[PAGE TEXT]
────────────────────────────────────────

Look at the situation in Jordan. Look at it in Lebanon. Look at -- and recognize that it is Russians and Syrians and outside help and Iranians, look, the Iran Revolutionary Guard are there, 5,000 Hezbollah out of Lebanon have come in and reversed the tide. Remember when the president of the United States--

CROWLEY: But why not --

MCCAIN: -- said it's not a matter of whether Bashar Assad will leave, it's a matter of when?

CROWLEY: Right, and that now seems to now not be happening. I think that's maybe the point here, is that Bashar al-Assad is as strong as he's been since the civil war started. He's strengthened his positions. He's trying to roust out the rebels in the cities that they have captured. You've got all these people running around with weaponry.

Yes, there are legitimate groups, but there's no legitimate way to tell if they will prevail.

So you mentioned all of these countries around that are affected by the humanitarian crisis, among them Jordan, Saudi Arabia, Lebanon. What about them? Why can't they arm the people that they find to be legitimate? I think, you know, you've seen the polls, Senator. You know that people are really reluctant to put the U.S. even at the edge of a war in the Middle East. The Middle East has not been a great place for the U.S. to try to help other countries.

MCCAIN: If the president of the United States went on national television and showed those pictures that are on my website that have been released, which are documented, of the horrific things that are being done, the American people at least would be I think more willing to help these people. No one is asking for military intervention. There are legitimate groups there. They have succeeded in some areas in fighting back against al Qaeda, by the way, who Bashar Assad is not fighting very hard against. There are viable alternatives inside Syria, but we also have to address the outside influences.

MCCAIN: You talk about the surrounding countries. Let -- Jordan is helping a lot, but they are on the verge of collapse because of this horrendous influx of refugees from Syria. Lebanon is destabilized. The whole region has turned into a regional conflict, and who is behind it? The Russians and the Iranians. While we sit down at the table with them on nuclear weapons, while we talk about the removal of chemical weapons, it has turned into a regional conflict, and the weapons flow in from Russia and the training from Iran and all of it is evolved into the situation that we're in today. Do not believe we are out of options. There are many options if we have the courage to pursue them.

────────────────────────────────────────

[RECORDED INFORMATION]
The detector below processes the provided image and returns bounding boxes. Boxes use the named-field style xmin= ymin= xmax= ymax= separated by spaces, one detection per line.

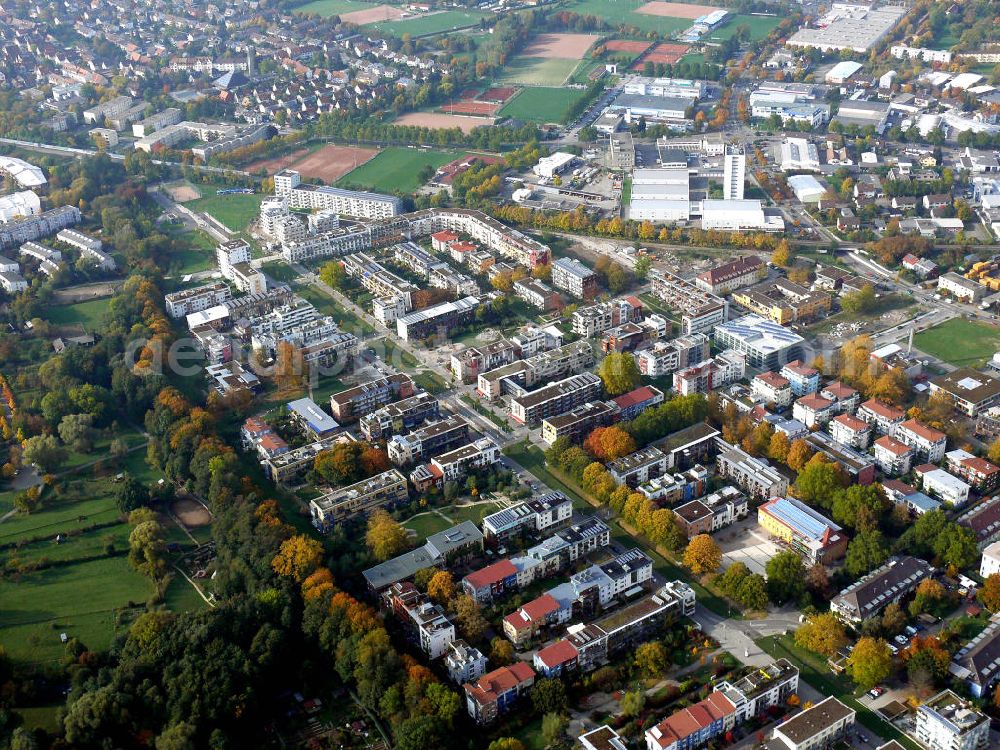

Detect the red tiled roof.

────────────────────────────────────────

[GOAL] Resume the transcript on Syria, picking up right after its last sentence.

[REPLY TO THE EXERCISE]
CROWLEY: There are humanitarian crises in a number of places where the pictures are horrific, and you know these places, many of them in Central Africa, but we don't -- there's not this kind of push to help arm the rebels or whoever it is we side with in these places, and I think when you look at the pictures, you can't help but be moved, Senator, but you -- and you say it's what is worse than doing nothing? Maybe doing harm. Do you entertain the possibility that some harm could happen if we increase -- more harm could happen if we increased it, helped with military aid?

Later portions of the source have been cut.